[Entries from a dataset]
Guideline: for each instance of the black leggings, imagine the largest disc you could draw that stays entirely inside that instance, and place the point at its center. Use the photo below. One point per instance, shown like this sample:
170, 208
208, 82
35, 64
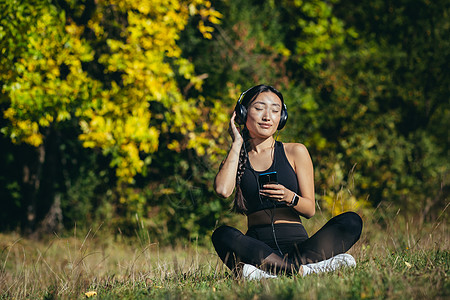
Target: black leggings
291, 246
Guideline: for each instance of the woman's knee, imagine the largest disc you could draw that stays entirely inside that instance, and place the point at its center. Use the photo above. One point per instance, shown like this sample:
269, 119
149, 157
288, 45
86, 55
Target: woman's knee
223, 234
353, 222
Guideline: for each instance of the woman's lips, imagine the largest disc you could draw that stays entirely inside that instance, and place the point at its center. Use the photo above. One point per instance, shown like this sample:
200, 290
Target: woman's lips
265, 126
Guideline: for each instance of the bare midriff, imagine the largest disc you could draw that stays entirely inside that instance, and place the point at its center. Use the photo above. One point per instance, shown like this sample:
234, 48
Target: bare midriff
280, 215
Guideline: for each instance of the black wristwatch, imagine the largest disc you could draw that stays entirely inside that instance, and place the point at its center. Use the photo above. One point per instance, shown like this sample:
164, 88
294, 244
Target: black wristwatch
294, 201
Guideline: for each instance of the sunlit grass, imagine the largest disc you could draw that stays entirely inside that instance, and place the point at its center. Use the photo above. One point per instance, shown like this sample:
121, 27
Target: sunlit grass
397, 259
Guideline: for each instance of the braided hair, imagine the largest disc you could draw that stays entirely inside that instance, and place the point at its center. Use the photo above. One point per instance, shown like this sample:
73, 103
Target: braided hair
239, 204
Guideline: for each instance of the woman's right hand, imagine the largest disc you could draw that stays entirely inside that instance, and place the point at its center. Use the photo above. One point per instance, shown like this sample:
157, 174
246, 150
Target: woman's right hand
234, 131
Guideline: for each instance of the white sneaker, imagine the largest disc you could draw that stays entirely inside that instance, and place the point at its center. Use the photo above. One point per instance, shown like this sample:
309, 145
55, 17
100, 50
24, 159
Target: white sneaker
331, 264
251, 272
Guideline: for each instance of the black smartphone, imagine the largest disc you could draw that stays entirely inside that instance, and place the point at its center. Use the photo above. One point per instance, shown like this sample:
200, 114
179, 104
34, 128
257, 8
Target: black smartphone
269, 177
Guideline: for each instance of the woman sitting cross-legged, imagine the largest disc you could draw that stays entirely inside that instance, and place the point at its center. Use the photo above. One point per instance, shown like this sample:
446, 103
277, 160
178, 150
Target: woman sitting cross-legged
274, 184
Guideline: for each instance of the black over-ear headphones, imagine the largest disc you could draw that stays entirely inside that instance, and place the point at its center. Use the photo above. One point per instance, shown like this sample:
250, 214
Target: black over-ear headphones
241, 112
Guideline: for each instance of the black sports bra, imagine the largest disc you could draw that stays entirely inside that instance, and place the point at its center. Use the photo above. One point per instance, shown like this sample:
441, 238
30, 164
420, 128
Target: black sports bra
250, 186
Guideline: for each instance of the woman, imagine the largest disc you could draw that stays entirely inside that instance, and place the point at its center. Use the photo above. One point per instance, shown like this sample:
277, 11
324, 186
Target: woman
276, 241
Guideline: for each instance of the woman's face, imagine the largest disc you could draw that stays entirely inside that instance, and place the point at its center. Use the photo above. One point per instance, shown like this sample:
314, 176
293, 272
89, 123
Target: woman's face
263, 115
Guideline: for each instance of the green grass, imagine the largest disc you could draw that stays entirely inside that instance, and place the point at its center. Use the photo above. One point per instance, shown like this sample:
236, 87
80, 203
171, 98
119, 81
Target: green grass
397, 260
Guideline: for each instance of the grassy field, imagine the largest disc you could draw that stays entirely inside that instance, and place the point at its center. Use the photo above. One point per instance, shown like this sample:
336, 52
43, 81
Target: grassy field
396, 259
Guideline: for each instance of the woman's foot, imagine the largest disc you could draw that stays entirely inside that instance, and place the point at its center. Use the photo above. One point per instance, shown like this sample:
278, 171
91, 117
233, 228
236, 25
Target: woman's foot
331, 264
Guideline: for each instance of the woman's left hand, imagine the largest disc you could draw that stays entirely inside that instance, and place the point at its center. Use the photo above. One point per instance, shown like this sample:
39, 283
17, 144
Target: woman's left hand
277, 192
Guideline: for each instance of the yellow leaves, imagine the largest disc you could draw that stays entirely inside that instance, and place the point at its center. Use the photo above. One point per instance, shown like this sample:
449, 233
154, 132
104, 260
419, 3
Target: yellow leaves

Task objective:
Extract the closing run of lines, starting with the one containing "Guideline: for each instance of the green" and ending at the last, exactly as written.

Final result:
Guideline: for each instance of the green grass, imagine the largest disc you could draw that stays entirely inside that instance, and place the point at its center. Use the photo above. One point per instance, shown like this sample:
236, 87
80, 203
171, 98
119, 81
Target: green grass
397, 260
Guideline: for each instance of the grassy field, imagine the largest disc you could draw that stays entirely inside that instance, and place the point at its center. Use the photo above. One point per instance, shown like this sample:
336, 52
43, 81
Target: grassy field
396, 259
Guideline: for each instance of the woman's foot, imagine the largest disc you could draw that stays entirely inside that instance, and place the point at its center. Use the photo above. One point per instance, shown like this sample:
278, 171
91, 117
233, 228
236, 25
Target: woman's foot
331, 264
Guideline: for each instance of the woman's left hand, imagine the largest disc you could draw that stays entirely inside that instance, and place the point at its center. Use the photo above. One point per instance, shown like this sample:
39, 283
17, 144
Target: woman's left hand
277, 192
Guideline: for each instance of the yellow leaves, imagine the largest disc you could draw that stays entirely inside that instance, and place the point at its center. Use the photo above. One point per instance, shown like this sample:
449, 233
154, 132
104, 260
419, 3
Target: yellow leaves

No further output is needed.